Since writing that bit about college bar and the obese Pisces, I have been discussing various aspect of my past with the soldier as they are just on my mind. It’s not his favorite subject because it provokes his emotion is ways he prefer not to endure and respecting that I tend to keep quiet but sometimes things just seem to need air. I just want them out where I can see and think about them so I was explaining over the weekend what it was like for me.
“I tell someone something and I have no idea what they make of it. I don’t know if they can understand it, if it means anything to them… what they think of it or what they think I think of it. The only thing I know is their perception will not match mine in any way, shape or form. It’s just not possible to find someone who would know what I was talking about and see things anywhere near the way I do because the experience is too unique.”
He was listening.
“Well you know what I am talking about. You can’t run around talking to people about your experience in Special Forces because they aren’t going to have any idea what you’re talking about and this is assuming you’re believed in the first place which would be unusual right there. So if you do tell someone something, who knows what they think? They think things based on their own experience and their experience has nothing in common with yours.”
“Well that’s true.”
“The difference between me and you is you had a fairly… a somewhat normal family and upbringing so you can at least guess how people see things but their experience is far more remote from mine. People are downright mysterious to me. I am just at an incredible loss trying to imagine their perspective because I’ve got no basis of normal at all. I was young,” I said. “I was born into this it, is all I know.”
“Yeah, I did have a strong basis I also had my experience by choice. I decided what I was going to do with my life.”
“That’s true but choice is irrelevant to the point I am trying to make. I don’t care if I had a choice. I am saying it is virtually impossible for me to explain something and have it be relatable and I mean anything at all. It’s like there be an expectation I turn on the TV. Why would someone like me turn the TV on?” I asked. “Why? And how am I going to explain this to someone who has always had TV as part of their life? Well you have TV now, Elsa, turn it on!” I laughed. “Well, yeah I see the TV there but it does not interest me. That’s a simple statement of fact but no one can understand it. They think I think they should not watch TV either. They think I am saying I am superior or something which is the last thing I’d think in a million years. It’s not something that would cross my mind yet that statement would be parsed that way by most everyone just because. Just because it is the normal thought to have, I guess, But I don’t understand why. Why is that the normal thought? Hell if I know. How would I know? I did not grow up normal… I had not one day’s exposure to normal until I was a teenager and by them, lemme tell you, it’s too late. By that age, you’re already formed. There is just no way to rewind and start over, the die has been cast.”

### Given problem 1
Translate this sentence from the blog post into Spanish: "The only thing I know is their perception will not match mine in any way, shape or form."

### Material supplied
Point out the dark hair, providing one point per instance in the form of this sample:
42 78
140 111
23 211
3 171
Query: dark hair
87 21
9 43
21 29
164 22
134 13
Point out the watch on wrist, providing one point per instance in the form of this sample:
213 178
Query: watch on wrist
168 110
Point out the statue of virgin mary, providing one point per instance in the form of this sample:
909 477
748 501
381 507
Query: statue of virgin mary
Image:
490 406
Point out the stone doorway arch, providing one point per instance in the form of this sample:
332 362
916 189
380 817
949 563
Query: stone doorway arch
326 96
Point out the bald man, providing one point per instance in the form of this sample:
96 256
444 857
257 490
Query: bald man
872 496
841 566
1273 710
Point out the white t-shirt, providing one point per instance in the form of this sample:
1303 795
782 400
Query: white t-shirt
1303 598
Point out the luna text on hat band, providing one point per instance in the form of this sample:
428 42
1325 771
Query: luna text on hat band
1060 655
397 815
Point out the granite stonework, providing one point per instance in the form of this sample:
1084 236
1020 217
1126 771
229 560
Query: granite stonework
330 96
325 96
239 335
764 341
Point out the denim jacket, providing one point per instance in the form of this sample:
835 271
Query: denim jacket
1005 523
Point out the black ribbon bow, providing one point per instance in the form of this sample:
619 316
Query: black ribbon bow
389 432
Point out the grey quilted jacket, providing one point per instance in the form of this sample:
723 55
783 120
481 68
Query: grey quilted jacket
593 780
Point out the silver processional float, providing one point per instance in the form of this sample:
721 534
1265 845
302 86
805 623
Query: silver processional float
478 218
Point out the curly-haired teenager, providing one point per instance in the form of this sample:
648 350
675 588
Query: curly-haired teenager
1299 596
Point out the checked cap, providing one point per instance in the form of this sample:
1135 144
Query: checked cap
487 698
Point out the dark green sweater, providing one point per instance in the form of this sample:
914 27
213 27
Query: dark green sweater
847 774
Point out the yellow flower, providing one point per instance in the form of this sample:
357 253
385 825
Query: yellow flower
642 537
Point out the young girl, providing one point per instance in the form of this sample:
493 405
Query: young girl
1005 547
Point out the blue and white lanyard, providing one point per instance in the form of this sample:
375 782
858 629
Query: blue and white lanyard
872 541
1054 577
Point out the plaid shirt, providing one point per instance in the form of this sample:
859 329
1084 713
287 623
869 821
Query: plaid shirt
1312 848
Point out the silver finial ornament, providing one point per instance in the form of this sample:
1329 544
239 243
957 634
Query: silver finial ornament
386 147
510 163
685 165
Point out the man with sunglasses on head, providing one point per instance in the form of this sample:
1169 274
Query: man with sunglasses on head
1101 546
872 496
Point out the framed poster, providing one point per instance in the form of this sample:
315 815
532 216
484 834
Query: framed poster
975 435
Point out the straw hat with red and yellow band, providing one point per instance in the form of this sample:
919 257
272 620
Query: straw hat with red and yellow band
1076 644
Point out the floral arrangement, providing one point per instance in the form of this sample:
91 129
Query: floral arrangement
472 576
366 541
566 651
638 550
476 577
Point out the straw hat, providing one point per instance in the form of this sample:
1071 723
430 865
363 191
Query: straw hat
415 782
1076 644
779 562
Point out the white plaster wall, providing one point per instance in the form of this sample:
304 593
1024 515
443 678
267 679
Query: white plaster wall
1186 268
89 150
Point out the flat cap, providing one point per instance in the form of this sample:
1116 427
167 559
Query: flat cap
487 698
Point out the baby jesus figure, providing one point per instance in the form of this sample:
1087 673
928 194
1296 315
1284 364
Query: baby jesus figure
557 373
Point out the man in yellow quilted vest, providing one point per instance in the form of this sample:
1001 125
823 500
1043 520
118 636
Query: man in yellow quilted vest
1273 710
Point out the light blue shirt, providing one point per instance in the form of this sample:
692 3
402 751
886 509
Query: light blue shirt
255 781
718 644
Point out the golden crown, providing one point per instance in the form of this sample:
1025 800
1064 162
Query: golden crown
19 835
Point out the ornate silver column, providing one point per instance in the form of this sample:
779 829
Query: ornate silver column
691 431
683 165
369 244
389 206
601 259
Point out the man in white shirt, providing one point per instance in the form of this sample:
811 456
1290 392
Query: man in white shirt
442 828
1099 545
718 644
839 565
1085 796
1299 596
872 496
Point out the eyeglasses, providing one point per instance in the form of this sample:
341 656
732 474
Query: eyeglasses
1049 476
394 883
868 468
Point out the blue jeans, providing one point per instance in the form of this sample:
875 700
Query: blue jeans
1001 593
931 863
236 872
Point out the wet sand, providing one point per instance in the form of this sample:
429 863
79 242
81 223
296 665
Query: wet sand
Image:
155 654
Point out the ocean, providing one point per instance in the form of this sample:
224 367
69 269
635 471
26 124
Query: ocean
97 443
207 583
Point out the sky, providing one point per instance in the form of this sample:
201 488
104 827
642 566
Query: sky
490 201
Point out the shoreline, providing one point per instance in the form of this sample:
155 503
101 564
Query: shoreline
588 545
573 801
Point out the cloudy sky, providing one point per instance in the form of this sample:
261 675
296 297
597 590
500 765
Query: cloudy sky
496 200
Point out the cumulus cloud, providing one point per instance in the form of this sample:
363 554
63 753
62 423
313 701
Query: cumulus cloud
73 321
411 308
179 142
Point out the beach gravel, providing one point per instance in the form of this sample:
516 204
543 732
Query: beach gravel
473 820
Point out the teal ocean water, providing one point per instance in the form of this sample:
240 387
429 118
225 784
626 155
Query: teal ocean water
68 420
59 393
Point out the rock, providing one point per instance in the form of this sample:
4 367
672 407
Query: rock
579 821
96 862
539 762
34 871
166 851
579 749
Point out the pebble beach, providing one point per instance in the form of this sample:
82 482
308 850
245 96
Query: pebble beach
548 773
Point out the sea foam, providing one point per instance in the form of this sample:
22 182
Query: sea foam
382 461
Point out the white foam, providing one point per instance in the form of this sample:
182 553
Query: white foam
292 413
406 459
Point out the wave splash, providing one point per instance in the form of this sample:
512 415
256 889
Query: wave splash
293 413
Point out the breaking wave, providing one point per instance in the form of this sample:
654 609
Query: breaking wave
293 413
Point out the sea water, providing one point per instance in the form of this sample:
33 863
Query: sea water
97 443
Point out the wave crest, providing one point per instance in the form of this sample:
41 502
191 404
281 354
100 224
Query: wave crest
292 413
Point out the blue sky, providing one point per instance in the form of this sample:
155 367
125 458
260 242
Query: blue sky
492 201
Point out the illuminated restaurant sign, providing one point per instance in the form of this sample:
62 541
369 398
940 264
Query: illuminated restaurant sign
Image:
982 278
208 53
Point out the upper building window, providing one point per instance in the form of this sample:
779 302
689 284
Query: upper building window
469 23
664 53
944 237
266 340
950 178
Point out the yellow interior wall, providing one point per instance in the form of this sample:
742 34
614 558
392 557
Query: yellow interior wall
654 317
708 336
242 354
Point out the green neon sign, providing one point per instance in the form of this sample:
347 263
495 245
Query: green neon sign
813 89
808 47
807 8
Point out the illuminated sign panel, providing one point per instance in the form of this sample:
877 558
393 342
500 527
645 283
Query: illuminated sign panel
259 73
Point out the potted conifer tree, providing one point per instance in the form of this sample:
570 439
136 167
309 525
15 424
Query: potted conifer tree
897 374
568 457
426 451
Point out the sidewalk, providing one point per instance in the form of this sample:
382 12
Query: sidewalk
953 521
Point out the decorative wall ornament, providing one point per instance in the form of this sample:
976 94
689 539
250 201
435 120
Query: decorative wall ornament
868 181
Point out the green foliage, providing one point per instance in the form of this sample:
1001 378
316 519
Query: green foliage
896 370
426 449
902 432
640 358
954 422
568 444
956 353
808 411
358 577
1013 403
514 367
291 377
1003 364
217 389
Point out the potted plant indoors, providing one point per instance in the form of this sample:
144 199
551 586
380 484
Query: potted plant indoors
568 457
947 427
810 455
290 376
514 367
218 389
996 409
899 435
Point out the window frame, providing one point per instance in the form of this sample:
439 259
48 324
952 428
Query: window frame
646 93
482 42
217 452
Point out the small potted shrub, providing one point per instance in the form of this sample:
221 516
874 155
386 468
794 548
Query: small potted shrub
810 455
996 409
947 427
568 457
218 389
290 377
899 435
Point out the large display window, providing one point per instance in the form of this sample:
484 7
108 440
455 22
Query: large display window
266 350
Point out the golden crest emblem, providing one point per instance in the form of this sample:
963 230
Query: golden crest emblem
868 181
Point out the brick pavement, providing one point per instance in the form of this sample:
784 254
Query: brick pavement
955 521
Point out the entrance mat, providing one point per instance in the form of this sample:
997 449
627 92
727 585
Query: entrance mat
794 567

### Given problem 2
Pick out every line in the listing that contains the word "sunglasses", treating uppercase and lowercase as different.

### Task output 1
Lo único que sé es que su percepción no coincidirá con la mía de ninguna manera ni en ningún sentido.

### Task output 2
Point out the man with sunglasses on head, providing one point per instance in the form of this sample:
Query: man with sunglasses on head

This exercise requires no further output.